**Task inputs:**
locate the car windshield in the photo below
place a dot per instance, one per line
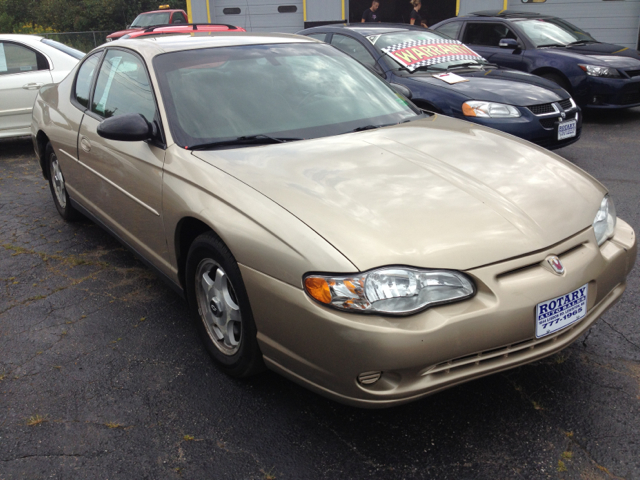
(389, 39)
(286, 91)
(63, 48)
(552, 31)
(149, 19)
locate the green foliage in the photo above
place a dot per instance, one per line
(74, 15)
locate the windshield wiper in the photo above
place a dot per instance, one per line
(464, 65)
(428, 67)
(581, 42)
(261, 139)
(372, 127)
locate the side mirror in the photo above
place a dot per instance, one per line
(130, 127)
(508, 43)
(402, 90)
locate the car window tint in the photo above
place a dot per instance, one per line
(123, 87)
(354, 48)
(16, 59)
(487, 34)
(450, 29)
(85, 76)
(318, 36)
(178, 17)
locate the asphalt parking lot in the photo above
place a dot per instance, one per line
(102, 374)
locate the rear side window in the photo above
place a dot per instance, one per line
(63, 48)
(353, 48)
(15, 58)
(487, 34)
(123, 87)
(86, 73)
(450, 29)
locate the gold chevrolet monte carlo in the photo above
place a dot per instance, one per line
(319, 224)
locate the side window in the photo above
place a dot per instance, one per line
(123, 87)
(86, 73)
(18, 59)
(450, 29)
(178, 17)
(487, 34)
(318, 36)
(354, 48)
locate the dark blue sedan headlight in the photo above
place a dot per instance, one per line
(596, 71)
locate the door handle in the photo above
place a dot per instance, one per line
(32, 86)
(85, 144)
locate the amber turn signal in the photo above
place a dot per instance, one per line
(468, 111)
(318, 288)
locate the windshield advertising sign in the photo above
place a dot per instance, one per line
(415, 54)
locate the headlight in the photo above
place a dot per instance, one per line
(474, 108)
(596, 71)
(389, 290)
(605, 222)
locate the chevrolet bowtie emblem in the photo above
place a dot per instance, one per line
(556, 265)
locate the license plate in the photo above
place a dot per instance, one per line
(560, 312)
(567, 129)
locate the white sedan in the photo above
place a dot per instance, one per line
(27, 62)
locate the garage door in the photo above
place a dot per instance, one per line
(260, 15)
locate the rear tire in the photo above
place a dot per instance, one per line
(58, 187)
(220, 305)
(557, 79)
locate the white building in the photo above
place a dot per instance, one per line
(612, 21)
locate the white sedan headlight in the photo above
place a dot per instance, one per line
(605, 222)
(596, 71)
(389, 290)
(476, 108)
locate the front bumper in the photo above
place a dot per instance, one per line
(541, 130)
(612, 93)
(325, 350)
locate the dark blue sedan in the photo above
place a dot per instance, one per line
(598, 75)
(523, 105)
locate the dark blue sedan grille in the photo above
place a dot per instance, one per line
(541, 109)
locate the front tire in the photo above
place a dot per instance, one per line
(58, 187)
(220, 305)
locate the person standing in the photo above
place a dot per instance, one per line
(415, 17)
(370, 15)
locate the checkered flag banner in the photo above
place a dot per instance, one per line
(416, 54)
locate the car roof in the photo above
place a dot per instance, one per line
(366, 30)
(163, 10)
(184, 28)
(20, 37)
(150, 46)
(506, 14)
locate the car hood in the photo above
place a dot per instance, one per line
(434, 193)
(496, 85)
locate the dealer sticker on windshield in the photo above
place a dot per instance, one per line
(416, 54)
(567, 129)
(560, 312)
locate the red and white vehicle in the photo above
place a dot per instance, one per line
(164, 16)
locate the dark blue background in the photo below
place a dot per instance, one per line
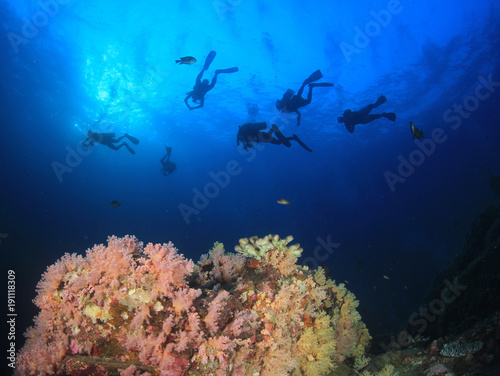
(96, 58)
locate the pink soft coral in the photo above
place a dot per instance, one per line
(436, 369)
(158, 310)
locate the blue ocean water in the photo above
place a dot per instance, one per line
(369, 204)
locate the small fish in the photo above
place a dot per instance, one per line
(415, 132)
(186, 60)
(282, 201)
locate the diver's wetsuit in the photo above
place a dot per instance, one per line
(109, 140)
(351, 118)
(292, 102)
(201, 88)
(253, 132)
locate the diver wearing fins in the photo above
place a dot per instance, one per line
(201, 88)
(167, 167)
(253, 132)
(351, 118)
(291, 102)
(109, 140)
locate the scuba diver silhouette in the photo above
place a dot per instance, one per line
(109, 140)
(201, 88)
(253, 132)
(167, 167)
(291, 103)
(351, 118)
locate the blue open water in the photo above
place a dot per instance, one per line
(369, 204)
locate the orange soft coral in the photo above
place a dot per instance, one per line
(157, 310)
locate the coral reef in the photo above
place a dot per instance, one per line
(134, 310)
(456, 350)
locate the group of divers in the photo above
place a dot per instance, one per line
(253, 132)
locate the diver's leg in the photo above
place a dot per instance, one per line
(132, 139)
(299, 141)
(309, 97)
(370, 117)
(281, 138)
(112, 146)
(131, 151)
(298, 117)
(198, 78)
(209, 59)
(389, 115)
(381, 100)
(227, 70)
(212, 84)
(301, 90)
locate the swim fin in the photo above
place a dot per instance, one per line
(228, 70)
(209, 59)
(315, 76)
(133, 140)
(390, 115)
(321, 84)
(296, 138)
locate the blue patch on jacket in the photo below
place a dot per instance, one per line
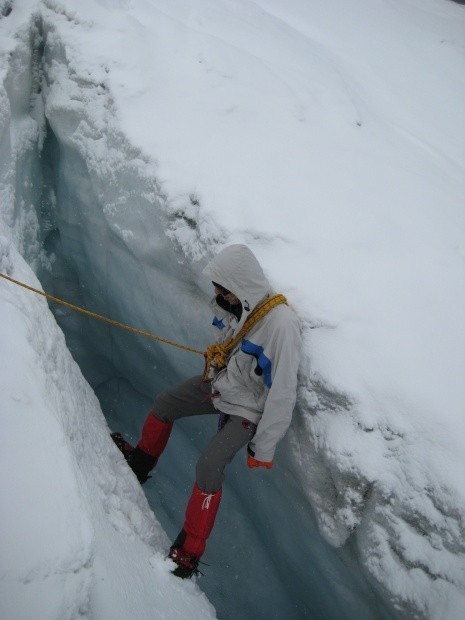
(218, 323)
(263, 363)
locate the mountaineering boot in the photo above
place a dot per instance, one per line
(140, 462)
(187, 564)
(190, 544)
(122, 444)
(143, 458)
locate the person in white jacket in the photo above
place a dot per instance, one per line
(250, 380)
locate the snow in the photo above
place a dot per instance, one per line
(136, 140)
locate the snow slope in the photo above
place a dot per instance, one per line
(327, 136)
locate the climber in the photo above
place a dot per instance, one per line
(250, 381)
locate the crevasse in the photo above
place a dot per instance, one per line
(91, 219)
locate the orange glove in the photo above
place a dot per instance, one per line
(252, 462)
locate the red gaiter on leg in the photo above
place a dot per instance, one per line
(155, 435)
(200, 518)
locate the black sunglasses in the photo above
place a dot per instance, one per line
(223, 291)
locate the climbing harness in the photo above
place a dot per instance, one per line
(216, 355)
(101, 317)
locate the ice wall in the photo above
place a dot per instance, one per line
(90, 218)
(88, 213)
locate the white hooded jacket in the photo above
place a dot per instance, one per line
(259, 382)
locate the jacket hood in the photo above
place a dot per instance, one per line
(237, 269)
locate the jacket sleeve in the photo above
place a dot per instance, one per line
(283, 349)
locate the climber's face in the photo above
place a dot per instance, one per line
(227, 295)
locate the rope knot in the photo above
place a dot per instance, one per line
(216, 355)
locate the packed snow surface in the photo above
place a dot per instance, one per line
(136, 140)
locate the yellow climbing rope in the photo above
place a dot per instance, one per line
(94, 315)
(217, 354)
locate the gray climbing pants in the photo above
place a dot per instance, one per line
(193, 397)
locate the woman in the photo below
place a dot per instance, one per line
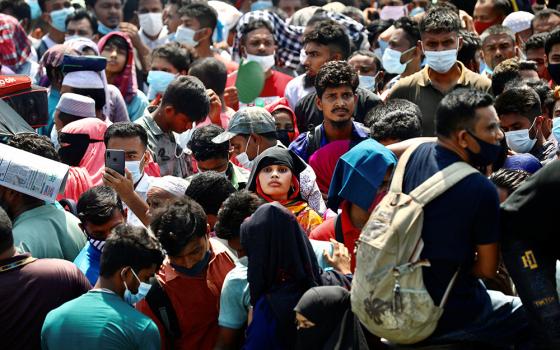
(117, 48)
(83, 149)
(282, 266)
(325, 321)
(275, 177)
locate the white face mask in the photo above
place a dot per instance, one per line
(185, 36)
(441, 61)
(151, 23)
(266, 62)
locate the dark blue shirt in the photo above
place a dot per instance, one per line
(464, 216)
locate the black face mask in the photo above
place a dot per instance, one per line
(75, 149)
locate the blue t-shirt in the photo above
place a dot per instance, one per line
(463, 217)
(99, 320)
(88, 262)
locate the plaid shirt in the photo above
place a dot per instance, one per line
(289, 38)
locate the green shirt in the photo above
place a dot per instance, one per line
(98, 320)
(49, 232)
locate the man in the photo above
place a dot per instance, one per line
(490, 12)
(336, 86)
(258, 45)
(468, 130)
(519, 109)
(546, 21)
(54, 14)
(100, 210)
(552, 52)
(130, 258)
(191, 276)
(46, 283)
(199, 21)
(253, 130)
(212, 156)
(442, 73)
(534, 51)
(81, 23)
(41, 229)
(132, 188)
(152, 32)
(183, 103)
(323, 43)
(498, 44)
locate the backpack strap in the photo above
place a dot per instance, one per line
(441, 182)
(161, 306)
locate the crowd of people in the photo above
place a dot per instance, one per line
(262, 143)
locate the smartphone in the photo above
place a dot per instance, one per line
(114, 159)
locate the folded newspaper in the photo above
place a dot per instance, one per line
(31, 174)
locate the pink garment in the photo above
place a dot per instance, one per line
(323, 162)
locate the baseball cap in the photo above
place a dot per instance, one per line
(250, 120)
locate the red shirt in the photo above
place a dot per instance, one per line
(196, 300)
(274, 86)
(326, 231)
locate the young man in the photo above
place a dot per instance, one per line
(132, 188)
(41, 229)
(520, 112)
(130, 258)
(258, 45)
(191, 275)
(325, 42)
(183, 103)
(100, 210)
(468, 131)
(440, 42)
(46, 283)
(212, 156)
(336, 86)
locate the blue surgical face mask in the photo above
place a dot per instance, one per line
(158, 81)
(58, 18)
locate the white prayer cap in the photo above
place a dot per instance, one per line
(76, 105)
(172, 184)
(84, 80)
(518, 21)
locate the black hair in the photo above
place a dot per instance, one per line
(210, 189)
(129, 246)
(254, 25)
(238, 207)
(80, 14)
(188, 96)
(509, 179)
(183, 221)
(457, 110)
(212, 72)
(471, 44)
(98, 204)
(98, 95)
(178, 56)
(522, 100)
(440, 19)
(335, 74)
(37, 144)
(6, 236)
(126, 130)
(504, 72)
(536, 41)
(18, 9)
(398, 119)
(202, 146)
(553, 39)
(410, 29)
(203, 13)
(332, 35)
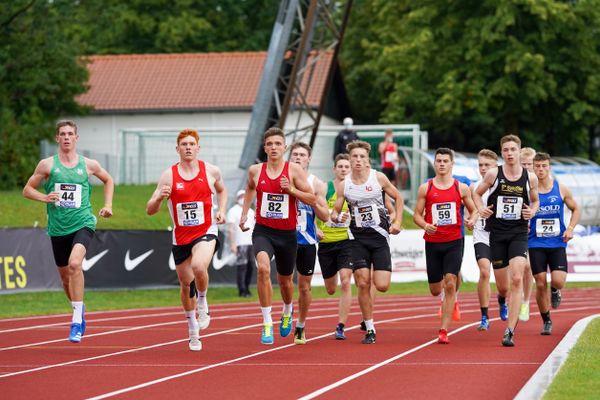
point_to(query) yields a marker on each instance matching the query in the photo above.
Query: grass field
(129, 210)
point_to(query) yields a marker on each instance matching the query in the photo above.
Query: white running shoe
(203, 316)
(195, 343)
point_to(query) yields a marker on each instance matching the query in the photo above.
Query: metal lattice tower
(305, 31)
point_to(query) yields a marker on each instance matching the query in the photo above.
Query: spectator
(345, 136)
(240, 244)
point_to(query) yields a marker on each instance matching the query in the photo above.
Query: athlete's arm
(253, 172)
(221, 193)
(467, 200)
(300, 188)
(570, 202)
(94, 168)
(418, 216)
(393, 193)
(41, 172)
(485, 185)
(534, 199)
(163, 191)
(321, 209)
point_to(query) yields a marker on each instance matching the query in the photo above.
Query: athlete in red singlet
(189, 186)
(277, 185)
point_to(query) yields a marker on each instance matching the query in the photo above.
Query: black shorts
(483, 251)
(542, 258)
(443, 258)
(279, 243)
(62, 245)
(371, 250)
(390, 173)
(182, 252)
(306, 256)
(506, 246)
(334, 256)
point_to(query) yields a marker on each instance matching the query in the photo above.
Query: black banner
(115, 259)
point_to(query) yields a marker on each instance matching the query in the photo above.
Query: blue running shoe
(503, 312)
(83, 320)
(267, 334)
(339, 332)
(75, 334)
(485, 324)
(286, 325)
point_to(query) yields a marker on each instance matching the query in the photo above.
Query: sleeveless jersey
(73, 210)
(442, 208)
(275, 208)
(306, 227)
(480, 235)
(548, 224)
(367, 207)
(333, 231)
(508, 198)
(190, 206)
(389, 156)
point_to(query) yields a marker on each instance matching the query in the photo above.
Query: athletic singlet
(388, 156)
(442, 208)
(548, 224)
(275, 208)
(190, 206)
(306, 229)
(367, 207)
(480, 235)
(73, 210)
(333, 231)
(508, 198)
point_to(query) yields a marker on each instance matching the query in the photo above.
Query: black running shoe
(556, 299)
(370, 337)
(547, 330)
(507, 340)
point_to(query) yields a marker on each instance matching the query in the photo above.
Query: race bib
(547, 227)
(366, 216)
(444, 214)
(509, 208)
(301, 221)
(190, 214)
(69, 195)
(275, 206)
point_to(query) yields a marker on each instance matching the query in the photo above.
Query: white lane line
(404, 354)
(537, 385)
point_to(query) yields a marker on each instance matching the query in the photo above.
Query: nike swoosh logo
(131, 264)
(87, 264)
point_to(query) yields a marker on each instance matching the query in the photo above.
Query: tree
(470, 71)
(39, 77)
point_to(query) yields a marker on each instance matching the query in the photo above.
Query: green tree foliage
(172, 26)
(470, 71)
(39, 78)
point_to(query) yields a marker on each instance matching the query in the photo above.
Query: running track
(137, 354)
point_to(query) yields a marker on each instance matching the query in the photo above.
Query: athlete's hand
(470, 223)
(165, 192)
(284, 182)
(243, 220)
(486, 212)
(568, 235)
(105, 212)
(395, 228)
(52, 197)
(528, 212)
(430, 229)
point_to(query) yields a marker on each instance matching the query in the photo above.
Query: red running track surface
(144, 354)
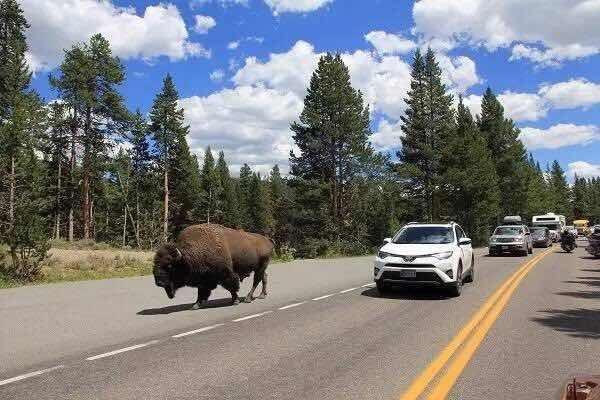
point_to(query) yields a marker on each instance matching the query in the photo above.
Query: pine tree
(508, 154)
(471, 179)
(244, 196)
(22, 120)
(181, 177)
(559, 189)
(332, 135)
(88, 81)
(427, 125)
(210, 186)
(257, 205)
(227, 201)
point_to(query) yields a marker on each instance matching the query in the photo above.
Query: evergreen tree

**Exercise:** Reading through the records above, report each line in which the string "mask" is found.

**Written answer:**
locate the white face mask in the photo above
locate the black face mask in the photo above
locate the blue surgical face mask in the photo above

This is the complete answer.